## Reading text

= = = =

Contribution of focal haemorrhage and microvascular fibrin deposition to fatal envenoming by Russell's viper (Vipera russelli siamensis) in Burma.
Than-Than None., Francis N., Tin-Nu-Swe None., Myint-Lwin None., Tun-Pe None., Soe-Soe None., Maung-Maung-Oo None., Phillips RE., Warrell DA.
In Burma, clinicopathological studies were carried out in three young farmers who died 15, 52 and 36 h after being bitten by Russell's vipers. Clinical features included local swelling, spontaneous systemic bleeding, defibrination, shock, cardiac arrhythmia, hypoglycaemia, coma and oliguria. On admission to hospital, 15, 48 and 21 h after the bites, serum venom antigen concentrations ranged from 50 to 130 ng/ml. Autopsies revealed widespread congestion and bleeding in the lungs, gastrointestinal and renal tracts, adrenals, heart, brain and anterior pituitary. There was histopathological evidence of focal haemorrhage and fibrin deposition at the site of the bite and in the pituitary, lungs and kidneys and acute tubular necrosis. Deposition of fibrin microthrombi results from the action of venom procoagulants. Shock was attributed to increased capillary permeability, revealed clinically by conjunctival oedema. Acute pituitary/adrenal failure in one case was explained by fibrin deposition and haemorrhage in the anterior pituitary--resembling Sheehan's syndrome. Acute tubular necrosis resulted from ischaemia caused by fibrin deposition and to prerenal factors. An intractable cardiac tachyarrhythmia may have been caused by subendocardial and myocardial haemorrhages.

= = = =

## Saved data entries
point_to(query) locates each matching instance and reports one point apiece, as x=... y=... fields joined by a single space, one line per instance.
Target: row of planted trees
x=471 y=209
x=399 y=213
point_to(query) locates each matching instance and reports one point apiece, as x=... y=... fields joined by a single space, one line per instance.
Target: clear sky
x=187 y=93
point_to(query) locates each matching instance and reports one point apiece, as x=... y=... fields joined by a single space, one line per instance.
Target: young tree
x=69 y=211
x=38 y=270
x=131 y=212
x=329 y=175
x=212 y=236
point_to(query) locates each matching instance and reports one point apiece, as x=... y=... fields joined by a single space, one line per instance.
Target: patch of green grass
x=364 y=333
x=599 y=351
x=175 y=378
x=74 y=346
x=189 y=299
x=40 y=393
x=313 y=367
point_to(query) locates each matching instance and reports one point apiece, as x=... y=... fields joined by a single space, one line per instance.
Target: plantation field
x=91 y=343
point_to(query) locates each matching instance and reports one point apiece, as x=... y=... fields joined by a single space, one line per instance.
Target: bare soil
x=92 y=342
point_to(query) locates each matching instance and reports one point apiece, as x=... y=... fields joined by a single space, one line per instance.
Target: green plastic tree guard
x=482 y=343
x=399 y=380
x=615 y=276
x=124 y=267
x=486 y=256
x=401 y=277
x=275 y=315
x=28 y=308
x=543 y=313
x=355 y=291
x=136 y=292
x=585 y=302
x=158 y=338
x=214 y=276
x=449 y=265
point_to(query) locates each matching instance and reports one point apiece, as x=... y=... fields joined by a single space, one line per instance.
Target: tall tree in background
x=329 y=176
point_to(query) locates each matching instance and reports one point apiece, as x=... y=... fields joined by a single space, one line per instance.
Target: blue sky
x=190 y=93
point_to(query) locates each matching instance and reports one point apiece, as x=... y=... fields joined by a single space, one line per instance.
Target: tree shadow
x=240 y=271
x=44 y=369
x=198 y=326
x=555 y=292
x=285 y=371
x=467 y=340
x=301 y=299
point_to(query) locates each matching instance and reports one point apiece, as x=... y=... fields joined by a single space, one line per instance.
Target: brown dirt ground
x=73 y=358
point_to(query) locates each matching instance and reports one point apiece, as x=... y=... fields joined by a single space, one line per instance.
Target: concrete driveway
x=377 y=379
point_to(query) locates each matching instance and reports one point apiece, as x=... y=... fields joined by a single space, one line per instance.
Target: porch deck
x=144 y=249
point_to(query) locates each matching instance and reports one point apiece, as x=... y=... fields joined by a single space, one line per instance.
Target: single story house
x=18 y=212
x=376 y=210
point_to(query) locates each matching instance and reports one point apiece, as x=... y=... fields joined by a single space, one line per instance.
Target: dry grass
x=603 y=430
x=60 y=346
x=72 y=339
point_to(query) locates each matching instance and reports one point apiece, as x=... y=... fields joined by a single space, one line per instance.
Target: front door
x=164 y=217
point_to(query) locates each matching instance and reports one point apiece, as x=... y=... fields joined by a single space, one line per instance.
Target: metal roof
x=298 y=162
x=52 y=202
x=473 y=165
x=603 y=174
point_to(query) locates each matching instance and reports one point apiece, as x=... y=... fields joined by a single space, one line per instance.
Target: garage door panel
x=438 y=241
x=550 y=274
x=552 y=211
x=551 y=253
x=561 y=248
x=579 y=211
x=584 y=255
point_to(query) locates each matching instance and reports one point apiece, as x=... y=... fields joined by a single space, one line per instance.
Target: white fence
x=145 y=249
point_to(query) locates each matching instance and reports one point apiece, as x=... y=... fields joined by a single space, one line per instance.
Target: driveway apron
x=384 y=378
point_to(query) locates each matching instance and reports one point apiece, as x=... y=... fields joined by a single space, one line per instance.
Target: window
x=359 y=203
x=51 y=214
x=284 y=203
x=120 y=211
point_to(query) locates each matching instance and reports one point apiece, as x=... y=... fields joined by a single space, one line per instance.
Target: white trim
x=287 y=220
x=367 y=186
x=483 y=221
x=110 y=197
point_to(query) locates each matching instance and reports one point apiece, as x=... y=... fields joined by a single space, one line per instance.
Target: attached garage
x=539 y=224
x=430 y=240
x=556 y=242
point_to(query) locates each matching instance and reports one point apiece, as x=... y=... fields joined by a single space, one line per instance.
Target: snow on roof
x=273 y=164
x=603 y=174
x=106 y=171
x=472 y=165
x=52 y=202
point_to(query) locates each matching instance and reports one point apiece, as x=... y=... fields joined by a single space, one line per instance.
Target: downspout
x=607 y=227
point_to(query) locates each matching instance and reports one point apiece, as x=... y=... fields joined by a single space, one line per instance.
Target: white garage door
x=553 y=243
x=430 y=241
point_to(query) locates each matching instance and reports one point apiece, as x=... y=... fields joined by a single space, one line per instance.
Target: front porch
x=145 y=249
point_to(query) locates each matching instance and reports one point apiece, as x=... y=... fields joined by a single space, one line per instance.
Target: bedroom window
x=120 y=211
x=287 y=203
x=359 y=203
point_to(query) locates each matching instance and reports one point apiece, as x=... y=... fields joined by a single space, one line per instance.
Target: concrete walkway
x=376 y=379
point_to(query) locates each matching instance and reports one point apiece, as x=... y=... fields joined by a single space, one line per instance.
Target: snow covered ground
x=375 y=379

= = = =

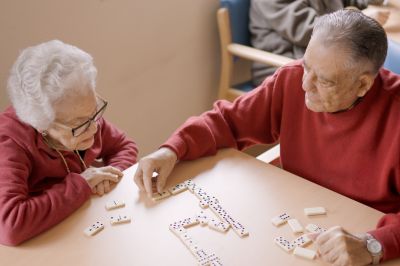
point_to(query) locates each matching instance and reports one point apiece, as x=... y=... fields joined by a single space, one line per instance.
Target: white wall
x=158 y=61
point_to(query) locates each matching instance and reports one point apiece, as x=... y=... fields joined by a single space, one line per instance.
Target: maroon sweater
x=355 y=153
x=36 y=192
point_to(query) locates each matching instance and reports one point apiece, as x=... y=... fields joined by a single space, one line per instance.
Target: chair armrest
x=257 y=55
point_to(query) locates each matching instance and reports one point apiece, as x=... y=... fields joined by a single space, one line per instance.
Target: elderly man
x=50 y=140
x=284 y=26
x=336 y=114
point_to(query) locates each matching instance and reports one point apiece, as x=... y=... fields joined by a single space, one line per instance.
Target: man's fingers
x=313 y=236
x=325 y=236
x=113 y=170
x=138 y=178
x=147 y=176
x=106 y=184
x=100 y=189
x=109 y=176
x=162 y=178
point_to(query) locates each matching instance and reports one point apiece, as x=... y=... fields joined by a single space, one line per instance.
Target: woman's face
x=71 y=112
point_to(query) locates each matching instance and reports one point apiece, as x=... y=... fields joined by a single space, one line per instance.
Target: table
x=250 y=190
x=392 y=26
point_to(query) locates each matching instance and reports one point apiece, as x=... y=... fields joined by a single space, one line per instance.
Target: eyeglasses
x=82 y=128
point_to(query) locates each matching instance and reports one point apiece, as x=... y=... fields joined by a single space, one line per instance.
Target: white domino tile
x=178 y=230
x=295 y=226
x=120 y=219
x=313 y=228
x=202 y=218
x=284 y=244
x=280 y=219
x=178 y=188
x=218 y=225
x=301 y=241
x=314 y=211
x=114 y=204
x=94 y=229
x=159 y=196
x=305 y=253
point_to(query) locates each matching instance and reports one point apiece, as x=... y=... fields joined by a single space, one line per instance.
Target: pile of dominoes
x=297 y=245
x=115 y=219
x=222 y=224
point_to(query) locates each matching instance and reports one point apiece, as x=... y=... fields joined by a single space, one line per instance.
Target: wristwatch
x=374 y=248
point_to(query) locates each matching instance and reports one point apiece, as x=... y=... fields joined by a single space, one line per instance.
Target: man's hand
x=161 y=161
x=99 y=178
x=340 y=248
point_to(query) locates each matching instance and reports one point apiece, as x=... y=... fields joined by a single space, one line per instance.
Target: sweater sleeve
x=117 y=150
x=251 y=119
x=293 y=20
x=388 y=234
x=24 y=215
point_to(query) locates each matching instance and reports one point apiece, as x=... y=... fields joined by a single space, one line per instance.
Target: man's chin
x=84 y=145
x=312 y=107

= = = =

## Task prompt
According to the Russell's viper text, what range of serum venom antigen concentrations was measured on admission to the hospital? The saved data entries are material separate from the text.

## Answer space
From 50 to 130 ng/ml.